DOCUMENT TEXT>
+ + + + + + +

Staff Observability Engineer

FanDuel•New York, NY

3d•Hybrid

About The Position

FanDuel is looking for a Staff Observability Engineer to design, build, and mature the observability ecosystem that underpins its platform and services. The role involves delivering deep visibility into system behavior by combining system telemetry with user signals to provide a holistic view of performance, reliability, and user experience. The engineer will also explore how AI and machine learning can enhance observability, from intelligent alerting and anomaly detection to accelerating root cause analysis. This is a hands-on role where the engineer will partner closely with engineering and product teams to deliver scalable observability capabilities, serve as a subject matter expert in monitoring, alerting, and incident management, and equip teams with self-service insights and tooling. By connecting system behavior to real user impact and leveraging AI-assisted workflows to surface issues faster, the engineer will drive improvements in reliability, performance, and data-informed decision-making across the organization. Employees may be required to perform other such duties as assigned by the Company to ensure operational flexibility and meet evolving business needs.

Requirements

Significant hands-on experience in observability engineering, SRE, platform engineering, or related roles, with a track record of driving impact beyond individual teams.
Strong expertise in monitoring and observability, with significant hands-on experience in Datadog.
Experience defining and driving observability or reliability strategy across teams or domains.
Proficiency with Kubernetes, cloud infrastructure (AWS), and infrastructure-as-code tools (Terraform).
Proven ability to influence technical direction and decision-making across multiple teams and stakeholders.
Deep understanding of distributed systems principles (e.g. consistency, availability, partition tolerance) and their real-world trade-offs.
Experience defining and implementing SLOs, SLIs, and alerting strategies, including user-centric and business-aligned metrics.
Strong software engineering fundamentals, with proficiency in at least one modern programming language (e.g. Go, Java, Python, or TypeScript), and the ability to design scalable systems, build tooling and automation, and operate effectively within large, complex codebases.

+ + + + + + +

[Point localization data]
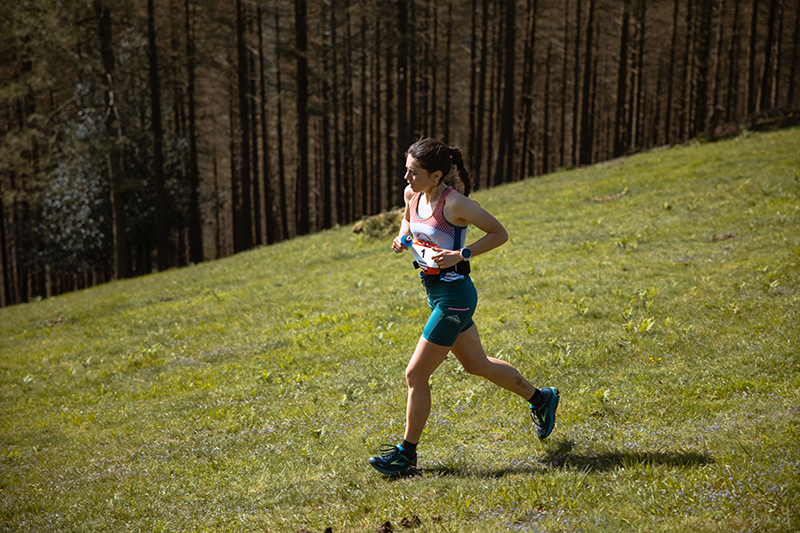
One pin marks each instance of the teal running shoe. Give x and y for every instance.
(394, 460)
(545, 416)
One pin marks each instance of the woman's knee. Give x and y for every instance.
(475, 367)
(416, 376)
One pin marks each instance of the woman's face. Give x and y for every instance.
(418, 178)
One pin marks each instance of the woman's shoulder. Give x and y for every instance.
(408, 193)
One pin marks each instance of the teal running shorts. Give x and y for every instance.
(452, 306)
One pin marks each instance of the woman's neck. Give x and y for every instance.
(433, 194)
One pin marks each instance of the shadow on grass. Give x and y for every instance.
(563, 457)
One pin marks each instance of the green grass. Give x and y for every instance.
(660, 293)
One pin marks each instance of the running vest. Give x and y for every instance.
(434, 231)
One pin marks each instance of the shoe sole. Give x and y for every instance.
(558, 399)
(404, 472)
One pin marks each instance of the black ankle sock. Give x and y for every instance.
(537, 400)
(411, 449)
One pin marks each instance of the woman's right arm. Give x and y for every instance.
(405, 224)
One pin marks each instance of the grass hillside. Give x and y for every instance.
(660, 293)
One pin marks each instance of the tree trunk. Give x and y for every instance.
(731, 97)
(195, 224)
(671, 76)
(363, 185)
(752, 96)
(504, 170)
(392, 183)
(433, 72)
(546, 127)
(403, 134)
(303, 176)
(527, 159)
(586, 132)
(4, 253)
(269, 201)
(477, 161)
(701, 57)
(563, 130)
(473, 76)
(243, 237)
(620, 124)
(253, 76)
(717, 57)
(766, 68)
(793, 70)
(282, 193)
(686, 94)
(637, 135)
(576, 85)
(325, 189)
(113, 130)
(161, 226)
(448, 89)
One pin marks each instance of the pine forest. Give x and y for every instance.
(142, 135)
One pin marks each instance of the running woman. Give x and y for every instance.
(437, 213)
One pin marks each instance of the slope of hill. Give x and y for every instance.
(660, 293)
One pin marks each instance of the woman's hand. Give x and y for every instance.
(446, 258)
(397, 245)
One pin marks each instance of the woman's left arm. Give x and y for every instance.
(461, 211)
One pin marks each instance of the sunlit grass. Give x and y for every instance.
(660, 293)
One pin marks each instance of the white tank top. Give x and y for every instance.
(435, 230)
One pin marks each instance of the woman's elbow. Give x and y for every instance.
(502, 235)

+ + + + + + +

QUESTIONS>
1. Decide whether each statement agrees with the job posting. For each, answer yes or no and quote the words from the posting that settle it. (a) The role calls for significant hands-on experience in Datadog. (b) The infrastructure-as-code tool named is Pulumi. (c) Rust is one of the example programming languages listed.
2. Return the part of the job posting from "Proficiency with Kubernetes, cloud" up to and including "and business-aligned metrics.", copied word for word.

SOLUTIONS TO THE PROBLEMS>
1.
(a) Yes: "with significant hands-on experience in Datadog"
(b) No: "infrastructure-as-code tools (Terraform)"
(c) No: "(e.g. Go, Java, Python, or TypeScript)"

2.
Proficiency with Kubernetes, cloud infrastructure (AWS), and infrastructure-as-code tools (Terraform).
Proven ability to influence technical direction and decision-making across multiple teams and stakeholders.
Deep understanding of distributed systems principles (e.g. consistency, availability, partition tolerance) and their real-world trade-offs.
Experience defining and implementing SLOs, SLIs, and alerting strategies, including user-centric and business-aligned metrics.